● **EXERCISE AIM**
In the listing that follows, count the lines that include "Target", and answer with the total alone.

● **SOURCE RECORDS**
—————

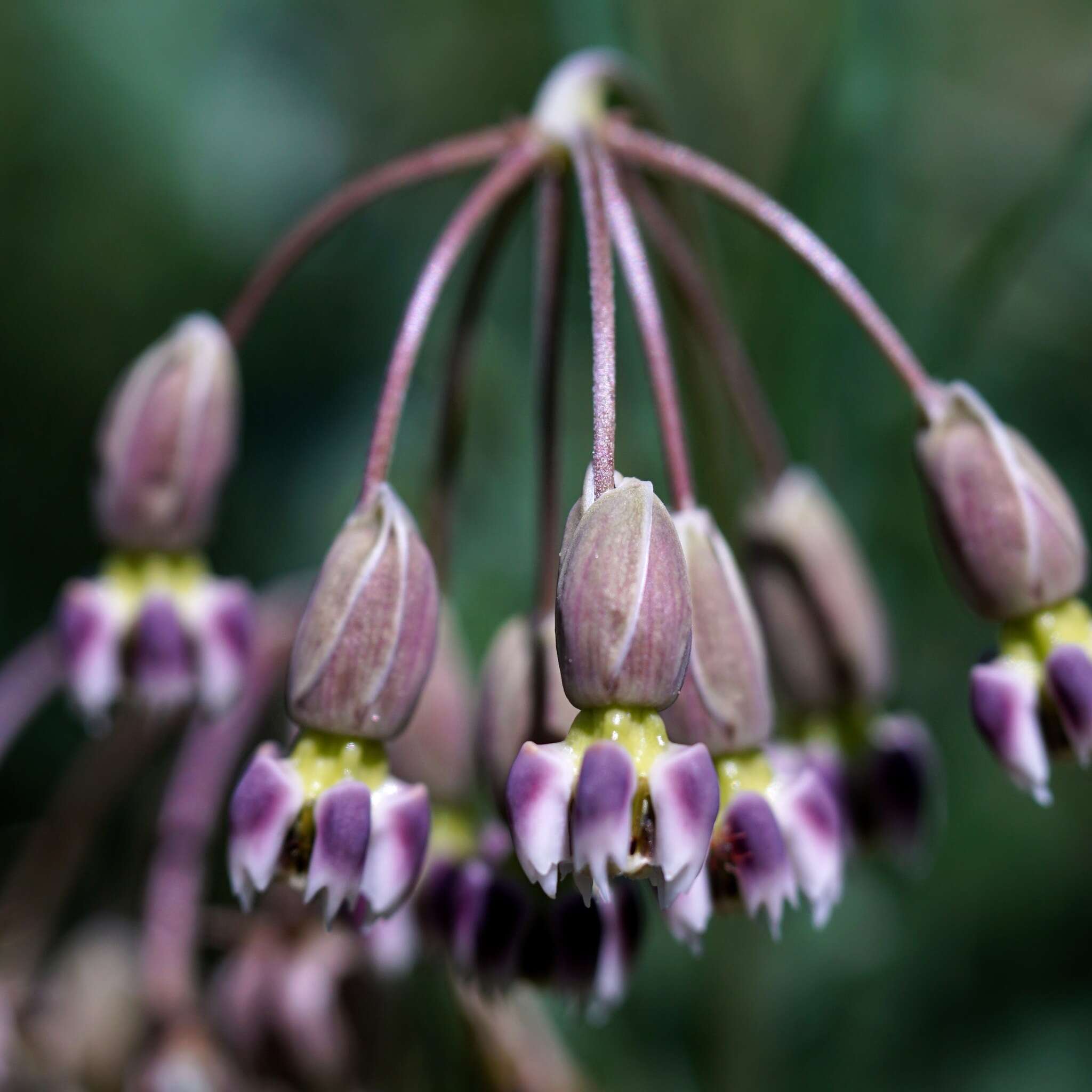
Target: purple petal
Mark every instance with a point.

—————

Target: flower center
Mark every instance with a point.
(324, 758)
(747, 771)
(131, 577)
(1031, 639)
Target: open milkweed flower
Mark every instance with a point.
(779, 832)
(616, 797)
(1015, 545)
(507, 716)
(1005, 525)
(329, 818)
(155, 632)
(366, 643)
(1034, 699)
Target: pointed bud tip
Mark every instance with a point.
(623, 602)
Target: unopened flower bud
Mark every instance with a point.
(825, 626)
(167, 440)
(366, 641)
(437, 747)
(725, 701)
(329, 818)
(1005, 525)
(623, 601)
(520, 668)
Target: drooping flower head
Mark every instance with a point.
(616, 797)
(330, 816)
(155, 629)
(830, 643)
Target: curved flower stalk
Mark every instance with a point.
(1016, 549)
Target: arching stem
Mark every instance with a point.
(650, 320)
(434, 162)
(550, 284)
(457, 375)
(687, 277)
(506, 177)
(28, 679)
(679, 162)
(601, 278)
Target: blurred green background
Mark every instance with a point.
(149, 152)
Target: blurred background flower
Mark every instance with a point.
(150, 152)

—————

● **WRITTEN ANSWER**
10